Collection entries
- - - - - - -
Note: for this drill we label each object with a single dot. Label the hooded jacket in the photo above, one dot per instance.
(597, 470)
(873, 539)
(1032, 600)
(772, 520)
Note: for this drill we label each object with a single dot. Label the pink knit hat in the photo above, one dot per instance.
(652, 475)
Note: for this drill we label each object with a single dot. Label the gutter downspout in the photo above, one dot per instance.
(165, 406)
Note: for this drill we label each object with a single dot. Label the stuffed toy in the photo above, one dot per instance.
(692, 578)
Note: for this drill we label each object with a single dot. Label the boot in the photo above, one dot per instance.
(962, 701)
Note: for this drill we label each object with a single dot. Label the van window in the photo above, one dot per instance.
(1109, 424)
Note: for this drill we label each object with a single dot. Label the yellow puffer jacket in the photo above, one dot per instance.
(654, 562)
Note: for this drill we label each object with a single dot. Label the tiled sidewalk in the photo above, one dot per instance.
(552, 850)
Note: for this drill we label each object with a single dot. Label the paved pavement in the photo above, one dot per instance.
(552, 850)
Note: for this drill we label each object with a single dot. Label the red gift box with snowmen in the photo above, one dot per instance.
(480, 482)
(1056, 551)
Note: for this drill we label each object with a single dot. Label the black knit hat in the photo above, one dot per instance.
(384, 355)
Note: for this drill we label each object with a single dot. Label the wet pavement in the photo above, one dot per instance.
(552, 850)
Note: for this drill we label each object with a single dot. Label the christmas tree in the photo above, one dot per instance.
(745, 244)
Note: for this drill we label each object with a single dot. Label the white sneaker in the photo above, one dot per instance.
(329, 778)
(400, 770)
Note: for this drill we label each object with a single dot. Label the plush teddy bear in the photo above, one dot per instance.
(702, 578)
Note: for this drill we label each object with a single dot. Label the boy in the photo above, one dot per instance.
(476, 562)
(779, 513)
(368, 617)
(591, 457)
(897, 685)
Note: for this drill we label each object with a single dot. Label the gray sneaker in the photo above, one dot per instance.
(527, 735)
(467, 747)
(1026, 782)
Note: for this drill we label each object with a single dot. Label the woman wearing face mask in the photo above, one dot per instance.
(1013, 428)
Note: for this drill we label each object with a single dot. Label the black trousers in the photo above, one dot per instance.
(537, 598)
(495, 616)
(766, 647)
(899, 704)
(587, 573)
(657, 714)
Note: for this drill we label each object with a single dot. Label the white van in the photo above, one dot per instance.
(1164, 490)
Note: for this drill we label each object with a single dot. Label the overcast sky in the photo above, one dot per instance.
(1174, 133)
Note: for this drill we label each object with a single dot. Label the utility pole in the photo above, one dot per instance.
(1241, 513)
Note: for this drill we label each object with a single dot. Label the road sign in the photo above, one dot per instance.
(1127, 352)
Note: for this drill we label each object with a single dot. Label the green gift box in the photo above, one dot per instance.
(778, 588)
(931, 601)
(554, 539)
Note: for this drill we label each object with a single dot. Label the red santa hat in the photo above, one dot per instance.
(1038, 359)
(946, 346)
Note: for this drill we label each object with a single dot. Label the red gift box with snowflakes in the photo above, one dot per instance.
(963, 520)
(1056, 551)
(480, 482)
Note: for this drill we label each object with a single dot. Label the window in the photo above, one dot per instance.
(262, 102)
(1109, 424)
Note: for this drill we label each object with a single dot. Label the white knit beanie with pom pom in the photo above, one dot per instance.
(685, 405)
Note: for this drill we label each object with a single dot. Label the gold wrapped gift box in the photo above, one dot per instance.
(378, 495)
- - - - - - -
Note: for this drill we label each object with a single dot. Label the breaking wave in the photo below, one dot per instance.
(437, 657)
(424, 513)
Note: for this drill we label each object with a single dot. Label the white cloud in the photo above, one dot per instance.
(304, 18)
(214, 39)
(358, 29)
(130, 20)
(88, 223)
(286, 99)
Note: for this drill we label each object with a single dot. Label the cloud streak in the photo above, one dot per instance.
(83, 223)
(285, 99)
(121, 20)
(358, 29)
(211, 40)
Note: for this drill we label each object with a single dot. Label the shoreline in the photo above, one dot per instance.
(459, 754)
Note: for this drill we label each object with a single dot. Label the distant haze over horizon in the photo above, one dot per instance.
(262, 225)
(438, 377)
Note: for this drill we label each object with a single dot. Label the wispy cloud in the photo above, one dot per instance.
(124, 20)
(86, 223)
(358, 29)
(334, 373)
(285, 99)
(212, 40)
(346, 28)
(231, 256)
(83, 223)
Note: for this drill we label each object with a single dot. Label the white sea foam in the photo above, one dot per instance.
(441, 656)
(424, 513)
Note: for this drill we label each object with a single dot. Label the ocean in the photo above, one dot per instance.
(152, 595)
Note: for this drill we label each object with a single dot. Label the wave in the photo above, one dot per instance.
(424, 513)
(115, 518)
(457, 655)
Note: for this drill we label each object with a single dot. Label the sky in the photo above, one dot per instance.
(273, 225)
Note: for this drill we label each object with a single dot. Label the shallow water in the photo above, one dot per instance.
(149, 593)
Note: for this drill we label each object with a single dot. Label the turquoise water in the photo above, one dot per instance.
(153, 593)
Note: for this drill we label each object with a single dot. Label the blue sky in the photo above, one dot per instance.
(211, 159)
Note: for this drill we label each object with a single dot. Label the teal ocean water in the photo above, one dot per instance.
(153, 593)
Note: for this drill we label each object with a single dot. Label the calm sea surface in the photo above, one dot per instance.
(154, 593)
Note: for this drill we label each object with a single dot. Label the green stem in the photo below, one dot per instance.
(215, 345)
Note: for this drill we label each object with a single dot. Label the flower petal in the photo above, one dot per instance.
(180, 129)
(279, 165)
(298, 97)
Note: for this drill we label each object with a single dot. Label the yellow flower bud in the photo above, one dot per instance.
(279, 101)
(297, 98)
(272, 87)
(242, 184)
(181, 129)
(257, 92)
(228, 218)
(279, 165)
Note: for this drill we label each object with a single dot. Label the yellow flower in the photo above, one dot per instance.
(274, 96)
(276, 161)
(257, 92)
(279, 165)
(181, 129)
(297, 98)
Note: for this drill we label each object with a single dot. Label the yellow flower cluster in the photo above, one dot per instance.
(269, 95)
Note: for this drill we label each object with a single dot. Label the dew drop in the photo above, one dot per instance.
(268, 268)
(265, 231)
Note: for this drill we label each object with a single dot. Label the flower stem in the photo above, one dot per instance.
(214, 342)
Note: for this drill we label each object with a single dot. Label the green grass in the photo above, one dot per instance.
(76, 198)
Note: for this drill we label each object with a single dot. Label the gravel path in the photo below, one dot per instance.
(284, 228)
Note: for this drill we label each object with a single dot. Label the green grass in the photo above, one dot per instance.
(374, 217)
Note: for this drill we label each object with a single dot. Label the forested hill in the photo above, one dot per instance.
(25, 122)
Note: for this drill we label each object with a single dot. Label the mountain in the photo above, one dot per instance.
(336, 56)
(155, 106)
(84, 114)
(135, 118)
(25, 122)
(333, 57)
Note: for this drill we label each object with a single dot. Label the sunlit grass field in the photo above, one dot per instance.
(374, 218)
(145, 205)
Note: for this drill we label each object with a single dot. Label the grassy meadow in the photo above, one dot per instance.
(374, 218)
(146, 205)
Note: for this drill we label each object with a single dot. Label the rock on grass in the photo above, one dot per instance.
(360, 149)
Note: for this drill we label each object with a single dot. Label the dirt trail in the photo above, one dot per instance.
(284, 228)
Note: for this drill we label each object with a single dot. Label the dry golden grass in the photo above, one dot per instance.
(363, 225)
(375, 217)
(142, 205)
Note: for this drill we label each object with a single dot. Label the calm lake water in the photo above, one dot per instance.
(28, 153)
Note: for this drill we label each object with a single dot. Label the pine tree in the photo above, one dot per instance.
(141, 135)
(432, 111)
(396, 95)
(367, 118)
- - - - - - -
■ Problem
Turn the listing above into a two-column CSV with the headers entry and points, covering only the part that opens with the line containing "Label the paved" and closes with the line containing "(1164, 490)". Give one row per entry, with its text and its answer each in a single quoted field and line breaks changed to spaces.

■ Solution
entry,points
"Note: for this drill we label each object with a single dot. Label the paved pavement in the photo above, one dot per instance.","(552, 850)"
"Note: for this drill we label each object with a single dot. Label the red gift box with snowmen in the photo above, one dot per instance.","(480, 482) (1056, 551)"
"Note: for this drill we label each object with a single dot. Label the black knit hat in the photo above, one dot per instance.","(384, 355)"
"Note: for this drill we label each object with a single dot. Label the wet pavement in the photo above, one dot per instance.","(552, 850)"
"Note: for this drill we label each object with a single dot. Label the christmas tree in the photo above, one dot per instance.","(745, 244)"
"Note: for this drill we label each object with a single dot. Label the white sneaker in the photo above, one dot per instance.","(329, 778) (400, 770)"
"Note: for this drill we label each object with a single dot. Label the plush teddy bear in the photo above, one dot per instance.","(702, 578)"
"Note: for this drill we label each object with a single dot. Label the boy in the photo above, one dot per instance.","(476, 562) (779, 513) (368, 617) (591, 457) (897, 685)"
"Note: for this drill we label each object with a single dot. Label the gray sneaker in the photo above, one dot per instance.","(527, 735) (467, 747) (1026, 782)"
"Note: for this drill we label each object with a single dot. Label the woman wearing face mask in the photo above, one dot per instance.","(1013, 428)"
"Note: for this drill we label each object with a single dot. Label the black trousers in the photo above, one dot per instance.","(537, 598) (495, 616) (766, 647) (899, 704) (587, 573) (657, 714)"
"Note: for this drill we label each object with a single dot. Label the white van in the photo above, one dot per instance.","(1164, 490)"